# Exercise brief
The answer should hold only the lines from the beginning of the listing below to the line containing "point(102, 32)", both included, with every picture left out.

# Data shown

====================

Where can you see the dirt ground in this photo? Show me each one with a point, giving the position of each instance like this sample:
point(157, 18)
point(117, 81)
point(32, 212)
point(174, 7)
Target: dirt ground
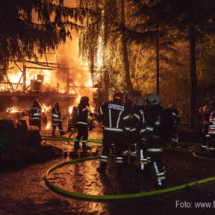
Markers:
point(23, 189)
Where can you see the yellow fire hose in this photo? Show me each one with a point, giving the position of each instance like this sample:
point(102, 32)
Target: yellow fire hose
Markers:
point(124, 196)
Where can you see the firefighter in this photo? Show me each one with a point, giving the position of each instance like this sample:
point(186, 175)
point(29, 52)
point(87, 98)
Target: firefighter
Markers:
point(130, 138)
point(205, 113)
point(152, 136)
point(82, 123)
point(211, 132)
point(35, 111)
point(115, 119)
point(56, 120)
point(102, 117)
point(176, 122)
point(139, 124)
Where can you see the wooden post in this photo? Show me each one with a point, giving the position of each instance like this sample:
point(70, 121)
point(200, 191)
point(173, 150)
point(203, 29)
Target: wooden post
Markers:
point(157, 64)
point(67, 89)
point(24, 77)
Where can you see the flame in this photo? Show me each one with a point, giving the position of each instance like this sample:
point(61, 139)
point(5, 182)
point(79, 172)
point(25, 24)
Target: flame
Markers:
point(70, 109)
point(13, 109)
point(45, 108)
point(48, 125)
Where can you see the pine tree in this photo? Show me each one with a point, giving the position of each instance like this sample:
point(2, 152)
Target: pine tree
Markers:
point(29, 24)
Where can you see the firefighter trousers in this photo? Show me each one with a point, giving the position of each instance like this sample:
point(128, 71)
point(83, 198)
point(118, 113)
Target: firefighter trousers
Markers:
point(154, 152)
point(82, 133)
point(59, 125)
point(36, 123)
point(130, 144)
point(205, 138)
point(110, 137)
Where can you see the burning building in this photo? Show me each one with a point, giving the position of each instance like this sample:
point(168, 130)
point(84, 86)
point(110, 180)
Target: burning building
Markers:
point(51, 79)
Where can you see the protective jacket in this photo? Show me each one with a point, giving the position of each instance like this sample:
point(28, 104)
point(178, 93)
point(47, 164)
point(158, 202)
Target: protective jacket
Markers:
point(56, 116)
point(82, 122)
point(154, 142)
point(116, 122)
point(116, 119)
point(35, 110)
point(82, 115)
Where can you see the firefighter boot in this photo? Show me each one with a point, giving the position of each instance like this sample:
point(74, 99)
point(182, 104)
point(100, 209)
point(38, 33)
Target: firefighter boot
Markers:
point(101, 169)
point(62, 133)
point(85, 146)
point(76, 145)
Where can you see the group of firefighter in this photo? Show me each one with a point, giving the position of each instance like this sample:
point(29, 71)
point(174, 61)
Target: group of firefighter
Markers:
point(130, 126)
point(35, 114)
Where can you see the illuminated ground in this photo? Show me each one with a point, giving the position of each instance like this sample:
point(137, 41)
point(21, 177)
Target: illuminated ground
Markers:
point(23, 189)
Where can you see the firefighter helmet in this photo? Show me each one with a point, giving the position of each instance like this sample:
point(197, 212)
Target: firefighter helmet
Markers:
point(129, 96)
point(139, 101)
point(36, 101)
point(118, 95)
point(207, 107)
point(84, 99)
point(201, 110)
point(172, 106)
point(153, 99)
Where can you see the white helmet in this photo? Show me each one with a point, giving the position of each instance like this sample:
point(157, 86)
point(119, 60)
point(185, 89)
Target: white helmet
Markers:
point(153, 99)
point(139, 101)
point(129, 96)
point(207, 107)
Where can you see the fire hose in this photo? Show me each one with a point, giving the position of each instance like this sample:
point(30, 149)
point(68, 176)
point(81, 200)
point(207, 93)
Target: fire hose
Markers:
point(123, 196)
point(111, 197)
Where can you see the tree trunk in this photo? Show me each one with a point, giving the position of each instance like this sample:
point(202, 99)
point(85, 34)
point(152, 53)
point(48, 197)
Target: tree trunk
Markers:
point(125, 49)
point(157, 46)
point(193, 78)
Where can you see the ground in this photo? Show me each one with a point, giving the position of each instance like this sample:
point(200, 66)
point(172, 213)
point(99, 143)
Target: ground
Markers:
point(24, 191)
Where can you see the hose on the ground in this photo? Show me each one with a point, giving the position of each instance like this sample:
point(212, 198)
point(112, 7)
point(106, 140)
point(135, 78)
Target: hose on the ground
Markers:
point(111, 197)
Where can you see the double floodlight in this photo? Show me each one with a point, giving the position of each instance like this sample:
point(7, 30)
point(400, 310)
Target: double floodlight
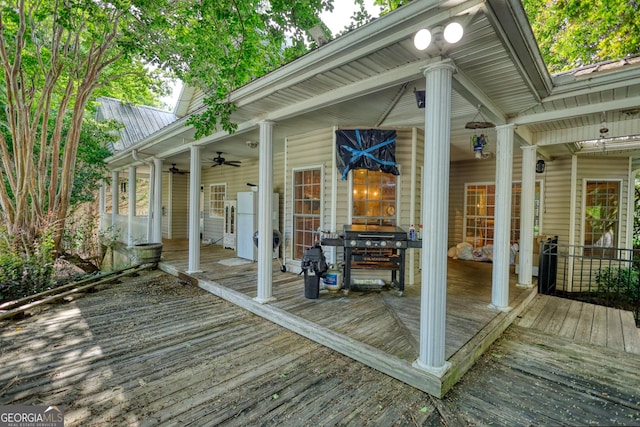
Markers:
point(452, 33)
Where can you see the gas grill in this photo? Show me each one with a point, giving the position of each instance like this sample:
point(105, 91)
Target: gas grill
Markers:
point(373, 247)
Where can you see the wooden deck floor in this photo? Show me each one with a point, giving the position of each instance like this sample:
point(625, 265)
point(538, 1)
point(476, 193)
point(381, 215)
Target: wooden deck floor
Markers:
point(155, 351)
point(379, 329)
point(583, 323)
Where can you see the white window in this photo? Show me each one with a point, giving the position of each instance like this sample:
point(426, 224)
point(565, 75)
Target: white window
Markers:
point(307, 195)
point(217, 196)
point(480, 211)
point(374, 198)
point(601, 217)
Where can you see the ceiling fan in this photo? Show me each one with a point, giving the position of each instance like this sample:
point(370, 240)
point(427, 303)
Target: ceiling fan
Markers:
point(173, 169)
point(219, 161)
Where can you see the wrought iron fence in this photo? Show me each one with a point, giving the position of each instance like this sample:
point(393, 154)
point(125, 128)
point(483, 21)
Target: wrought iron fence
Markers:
point(604, 276)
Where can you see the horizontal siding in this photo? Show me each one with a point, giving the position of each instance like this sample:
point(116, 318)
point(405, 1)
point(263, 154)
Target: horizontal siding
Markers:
point(180, 206)
point(473, 171)
point(236, 179)
point(556, 199)
point(310, 150)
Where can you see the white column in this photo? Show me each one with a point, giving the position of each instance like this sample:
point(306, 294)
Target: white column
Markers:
point(502, 219)
point(415, 173)
point(527, 205)
point(115, 198)
point(194, 210)
point(102, 198)
point(132, 205)
point(265, 217)
point(102, 205)
point(435, 193)
point(157, 201)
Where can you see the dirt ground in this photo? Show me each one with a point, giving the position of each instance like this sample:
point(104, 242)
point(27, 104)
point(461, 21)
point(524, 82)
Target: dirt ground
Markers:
point(156, 350)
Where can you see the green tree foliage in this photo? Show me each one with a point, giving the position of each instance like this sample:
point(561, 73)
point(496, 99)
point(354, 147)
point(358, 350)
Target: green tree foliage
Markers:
point(219, 46)
point(574, 33)
point(57, 55)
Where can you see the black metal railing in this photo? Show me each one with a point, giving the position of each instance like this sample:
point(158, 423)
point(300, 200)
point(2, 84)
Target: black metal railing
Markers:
point(604, 276)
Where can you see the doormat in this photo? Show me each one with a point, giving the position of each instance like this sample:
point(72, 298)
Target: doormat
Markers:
point(231, 262)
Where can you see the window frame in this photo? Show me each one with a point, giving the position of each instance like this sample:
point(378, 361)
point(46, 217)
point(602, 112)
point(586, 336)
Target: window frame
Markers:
point(374, 220)
point(590, 249)
point(315, 218)
point(216, 206)
point(513, 235)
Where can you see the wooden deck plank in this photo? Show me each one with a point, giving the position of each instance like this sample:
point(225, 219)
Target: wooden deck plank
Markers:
point(554, 320)
point(571, 320)
point(170, 354)
point(530, 317)
point(572, 384)
point(585, 324)
point(615, 339)
point(630, 332)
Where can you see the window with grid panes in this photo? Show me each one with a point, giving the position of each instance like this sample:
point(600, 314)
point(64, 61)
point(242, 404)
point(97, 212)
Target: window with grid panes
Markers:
point(480, 211)
point(601, 217)
point(374, 198)
point(306, 209)
point(217, 196)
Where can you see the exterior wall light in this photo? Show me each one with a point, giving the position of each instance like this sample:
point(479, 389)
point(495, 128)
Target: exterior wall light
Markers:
point(452, 34)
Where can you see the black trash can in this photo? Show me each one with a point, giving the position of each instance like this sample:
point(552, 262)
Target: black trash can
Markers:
point(313, 259)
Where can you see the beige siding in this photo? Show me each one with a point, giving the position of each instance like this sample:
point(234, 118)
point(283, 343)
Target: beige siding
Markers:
point(316, 149)
point(166, 190)
point(311, 150)
point(179, 206)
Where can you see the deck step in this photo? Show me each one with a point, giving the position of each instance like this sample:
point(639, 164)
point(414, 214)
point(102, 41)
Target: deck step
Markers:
point(583, 323)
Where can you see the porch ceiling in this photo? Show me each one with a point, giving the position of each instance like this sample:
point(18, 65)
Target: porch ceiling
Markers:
point(366, 79)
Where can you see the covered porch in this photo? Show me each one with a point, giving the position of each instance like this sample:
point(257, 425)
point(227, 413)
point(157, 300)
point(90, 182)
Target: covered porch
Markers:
point(377, 328)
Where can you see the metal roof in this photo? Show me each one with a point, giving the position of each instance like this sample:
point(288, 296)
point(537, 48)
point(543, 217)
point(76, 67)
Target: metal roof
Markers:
point(138, 121)
point(366, 78)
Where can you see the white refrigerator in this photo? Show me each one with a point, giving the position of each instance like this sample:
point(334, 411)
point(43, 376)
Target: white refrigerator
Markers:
point(248, 210)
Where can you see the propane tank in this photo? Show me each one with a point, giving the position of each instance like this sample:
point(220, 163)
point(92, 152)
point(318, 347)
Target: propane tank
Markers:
point(333, 279)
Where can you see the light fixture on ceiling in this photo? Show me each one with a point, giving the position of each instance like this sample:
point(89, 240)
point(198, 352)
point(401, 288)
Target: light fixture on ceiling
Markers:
point(451, 34)
point(479, 140)
point(420, 97)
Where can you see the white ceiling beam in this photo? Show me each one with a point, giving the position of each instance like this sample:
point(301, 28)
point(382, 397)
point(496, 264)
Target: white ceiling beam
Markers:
point(476, 97)
point(388, 79)
point(565, 113)
point(402, 23)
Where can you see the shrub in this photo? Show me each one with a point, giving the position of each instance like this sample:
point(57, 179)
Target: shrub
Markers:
point(23, 274)
point(621, 283)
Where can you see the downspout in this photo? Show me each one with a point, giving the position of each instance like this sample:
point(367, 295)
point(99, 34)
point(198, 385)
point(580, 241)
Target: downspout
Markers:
point(573, 207)
point(150, 164)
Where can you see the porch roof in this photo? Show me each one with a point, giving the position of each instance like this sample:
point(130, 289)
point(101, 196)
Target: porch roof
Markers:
point(366, 78)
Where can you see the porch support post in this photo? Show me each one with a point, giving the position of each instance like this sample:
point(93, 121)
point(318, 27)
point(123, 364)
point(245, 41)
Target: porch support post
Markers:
point(102, 204)
point(132, 205)
point(265, 218)
point(157, 202)
point(502, 219)
point(194, 210)
point(115, 198)
point(527, 201)
point(435, 196)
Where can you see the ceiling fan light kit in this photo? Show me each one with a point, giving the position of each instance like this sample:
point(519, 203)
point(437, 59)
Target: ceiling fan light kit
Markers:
point(220, 161)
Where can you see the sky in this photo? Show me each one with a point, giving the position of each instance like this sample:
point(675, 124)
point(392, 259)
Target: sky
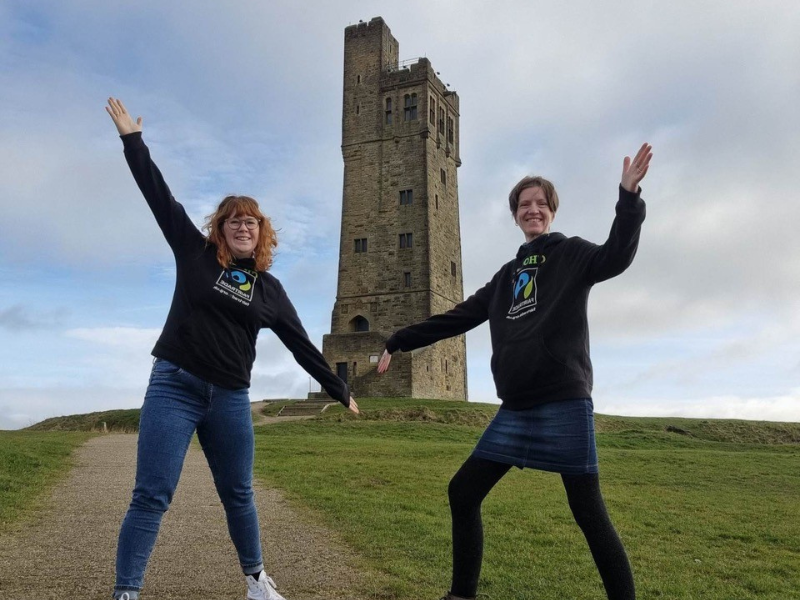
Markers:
point(246, 97)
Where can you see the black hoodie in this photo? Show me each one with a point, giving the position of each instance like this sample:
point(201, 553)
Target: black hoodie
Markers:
point(216, 313)
point(536, 306)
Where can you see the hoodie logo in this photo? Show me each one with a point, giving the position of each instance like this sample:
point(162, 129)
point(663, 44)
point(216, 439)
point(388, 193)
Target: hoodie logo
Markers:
point(524, 290)
point(239, 283)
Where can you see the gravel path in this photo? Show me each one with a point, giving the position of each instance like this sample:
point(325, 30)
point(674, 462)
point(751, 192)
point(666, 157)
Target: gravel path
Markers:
point(67, 551)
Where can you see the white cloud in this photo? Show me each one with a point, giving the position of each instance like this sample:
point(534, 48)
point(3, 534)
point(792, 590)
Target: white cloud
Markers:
point(785, 407)
point(563, 90)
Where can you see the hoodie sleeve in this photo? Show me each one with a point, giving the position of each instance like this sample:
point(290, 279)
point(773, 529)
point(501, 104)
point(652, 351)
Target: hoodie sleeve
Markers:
point(459, 319)
point(291, 332)
point(616, 254)
point(170, 215)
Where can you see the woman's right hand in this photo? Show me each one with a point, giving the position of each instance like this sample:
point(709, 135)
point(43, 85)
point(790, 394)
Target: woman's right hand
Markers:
point(119, 114)
point(383, 365)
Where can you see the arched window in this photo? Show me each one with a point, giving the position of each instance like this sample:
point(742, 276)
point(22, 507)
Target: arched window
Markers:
point(359, 324)
point(410, 107)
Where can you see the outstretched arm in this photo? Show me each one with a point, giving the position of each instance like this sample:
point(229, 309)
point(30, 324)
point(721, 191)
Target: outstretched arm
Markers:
point(459, 319)
point(293, 335)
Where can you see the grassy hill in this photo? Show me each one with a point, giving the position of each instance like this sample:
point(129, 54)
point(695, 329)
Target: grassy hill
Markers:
point(479, 415)
point(117, 421)
point(707, 508)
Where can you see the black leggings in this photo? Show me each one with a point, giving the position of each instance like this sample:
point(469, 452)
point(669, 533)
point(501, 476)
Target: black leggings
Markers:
point(478, 476)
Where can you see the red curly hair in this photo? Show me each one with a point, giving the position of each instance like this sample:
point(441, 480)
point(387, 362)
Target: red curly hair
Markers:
point(232, 206)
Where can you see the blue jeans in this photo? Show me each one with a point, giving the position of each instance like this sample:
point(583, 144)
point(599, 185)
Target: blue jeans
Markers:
point(175, 406)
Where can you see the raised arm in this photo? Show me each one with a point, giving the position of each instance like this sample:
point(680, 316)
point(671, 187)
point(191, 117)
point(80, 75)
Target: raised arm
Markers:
point(170, 215)
point(633, 171)
point(122, 119)
point(616, 254)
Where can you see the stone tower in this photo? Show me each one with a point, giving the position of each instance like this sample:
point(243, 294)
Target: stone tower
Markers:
point(400, 249)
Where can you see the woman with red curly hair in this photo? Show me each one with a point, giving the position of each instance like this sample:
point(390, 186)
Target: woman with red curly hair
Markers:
point(223, 297)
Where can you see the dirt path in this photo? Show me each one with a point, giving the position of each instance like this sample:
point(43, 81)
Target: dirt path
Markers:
point(68, 550)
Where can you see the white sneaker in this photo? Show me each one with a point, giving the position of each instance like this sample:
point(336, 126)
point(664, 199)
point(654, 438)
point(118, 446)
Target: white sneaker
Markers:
point(262, 588)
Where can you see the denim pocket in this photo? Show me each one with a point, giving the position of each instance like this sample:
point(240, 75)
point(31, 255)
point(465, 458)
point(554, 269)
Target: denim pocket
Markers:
point(164, 367)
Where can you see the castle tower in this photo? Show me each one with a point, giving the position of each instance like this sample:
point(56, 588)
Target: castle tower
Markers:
point(400, 249)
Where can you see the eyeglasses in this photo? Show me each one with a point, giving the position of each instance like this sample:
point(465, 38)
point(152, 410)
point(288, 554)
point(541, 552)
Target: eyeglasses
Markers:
point(235, 224)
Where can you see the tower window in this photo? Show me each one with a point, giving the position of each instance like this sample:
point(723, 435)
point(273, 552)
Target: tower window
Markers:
point(359, 324)
point(410, 107)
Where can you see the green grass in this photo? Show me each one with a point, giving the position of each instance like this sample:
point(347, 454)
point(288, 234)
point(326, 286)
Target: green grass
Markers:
point(705, 512)
point(119, 421)
point(31, 463)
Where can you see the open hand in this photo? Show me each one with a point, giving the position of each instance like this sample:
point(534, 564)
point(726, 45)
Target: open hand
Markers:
point(383, 364)
point(119, 114)
point(633, 171)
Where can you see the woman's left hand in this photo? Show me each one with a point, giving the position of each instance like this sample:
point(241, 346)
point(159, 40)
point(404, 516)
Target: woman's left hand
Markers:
point(633, 171)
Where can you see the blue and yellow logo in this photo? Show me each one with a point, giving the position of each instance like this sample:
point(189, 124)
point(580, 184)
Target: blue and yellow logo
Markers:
point(239, 283)
point(524, 285)
point(524, 291)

====================

# Answer space
Where can you see the dirt ground in this photo? Show me each one with a point, giving the position of each instance like this sample:
point(157, 18)
point(117, 81)
point(32, 212)
point(174, 7)
Target: dirt ground
Markers:
point(23, 189)
Where can you see the yellow fire hose in this photo? Show me each one with a point, giving the position of each instance like this sample:
point(102, 32)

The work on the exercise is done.